Begin at the line below that contains "the white door". Repeat it and all remaining lines of the records exactly.

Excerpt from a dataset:

--- Start ---

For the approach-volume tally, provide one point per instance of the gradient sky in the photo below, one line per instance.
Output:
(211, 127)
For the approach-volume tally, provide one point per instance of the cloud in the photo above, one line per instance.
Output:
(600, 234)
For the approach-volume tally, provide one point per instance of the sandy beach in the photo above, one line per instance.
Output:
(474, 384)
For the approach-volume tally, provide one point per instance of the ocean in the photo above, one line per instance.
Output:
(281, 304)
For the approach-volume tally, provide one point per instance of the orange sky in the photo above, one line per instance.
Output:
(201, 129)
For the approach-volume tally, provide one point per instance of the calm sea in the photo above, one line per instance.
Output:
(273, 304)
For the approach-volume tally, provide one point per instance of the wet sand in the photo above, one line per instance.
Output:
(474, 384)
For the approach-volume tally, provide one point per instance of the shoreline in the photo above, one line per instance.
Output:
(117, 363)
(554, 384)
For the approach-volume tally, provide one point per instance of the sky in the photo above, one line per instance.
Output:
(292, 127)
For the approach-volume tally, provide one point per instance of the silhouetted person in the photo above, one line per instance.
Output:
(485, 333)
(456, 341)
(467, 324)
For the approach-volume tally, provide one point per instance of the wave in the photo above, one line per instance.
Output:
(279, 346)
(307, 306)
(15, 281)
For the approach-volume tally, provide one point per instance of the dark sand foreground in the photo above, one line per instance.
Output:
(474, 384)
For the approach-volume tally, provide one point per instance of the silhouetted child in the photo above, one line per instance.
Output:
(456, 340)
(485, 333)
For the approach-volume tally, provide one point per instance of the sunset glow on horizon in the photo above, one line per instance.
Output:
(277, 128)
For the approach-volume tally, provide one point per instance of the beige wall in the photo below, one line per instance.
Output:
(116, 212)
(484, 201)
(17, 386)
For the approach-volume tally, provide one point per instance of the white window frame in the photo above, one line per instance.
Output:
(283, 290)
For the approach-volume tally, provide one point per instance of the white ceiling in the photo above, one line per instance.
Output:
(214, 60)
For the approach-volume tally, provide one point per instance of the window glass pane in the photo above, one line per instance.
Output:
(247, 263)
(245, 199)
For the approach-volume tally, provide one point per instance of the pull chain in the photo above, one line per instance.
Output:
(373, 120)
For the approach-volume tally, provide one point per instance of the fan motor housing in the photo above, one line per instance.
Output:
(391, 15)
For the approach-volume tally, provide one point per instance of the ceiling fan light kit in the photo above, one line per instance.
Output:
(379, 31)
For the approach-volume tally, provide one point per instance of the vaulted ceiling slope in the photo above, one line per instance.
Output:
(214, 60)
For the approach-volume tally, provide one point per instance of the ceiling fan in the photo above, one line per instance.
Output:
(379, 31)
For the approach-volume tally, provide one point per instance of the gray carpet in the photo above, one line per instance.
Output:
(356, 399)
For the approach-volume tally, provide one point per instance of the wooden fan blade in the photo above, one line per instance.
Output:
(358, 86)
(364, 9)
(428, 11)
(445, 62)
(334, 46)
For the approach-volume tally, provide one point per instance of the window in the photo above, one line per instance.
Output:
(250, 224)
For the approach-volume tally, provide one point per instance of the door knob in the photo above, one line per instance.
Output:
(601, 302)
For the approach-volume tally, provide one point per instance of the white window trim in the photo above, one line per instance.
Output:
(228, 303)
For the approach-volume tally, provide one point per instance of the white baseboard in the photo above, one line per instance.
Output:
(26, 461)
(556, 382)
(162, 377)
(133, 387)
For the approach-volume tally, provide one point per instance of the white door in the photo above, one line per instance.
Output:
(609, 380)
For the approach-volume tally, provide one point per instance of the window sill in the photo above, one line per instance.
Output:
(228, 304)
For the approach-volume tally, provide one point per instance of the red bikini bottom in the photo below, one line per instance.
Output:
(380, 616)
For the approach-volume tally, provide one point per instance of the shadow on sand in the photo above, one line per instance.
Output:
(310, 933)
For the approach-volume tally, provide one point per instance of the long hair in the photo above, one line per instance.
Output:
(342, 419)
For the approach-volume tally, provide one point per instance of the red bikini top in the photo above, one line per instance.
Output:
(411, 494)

--- End ---

Full output:
For the approach-volume tally, provide one point per instance of the white door in the photo above, one line per instance.
Output:
(609, 380)
For the approach-volume tally, provide one point per instance of the window sill in the photo above, one line per instance.
Output:
(228, 304)
For the approach-volume tally, provide one point per instance of the red bikini bottom in the photo below, one line per instance.
Output:
(380, 616)
For the approach-volume tally, provide one point per instance of the shadow on sand in the photo above, one line per instance.
Output:
(310, 933)
For the approach-volume tally, provide one point per instance of the long hair in the photo above, one line per instance.
Output:
(342, 419)
For the approach-volume tally, provide one point per instance of the red bikini top in the photo above, one line per instance.
Output:
(411, 494)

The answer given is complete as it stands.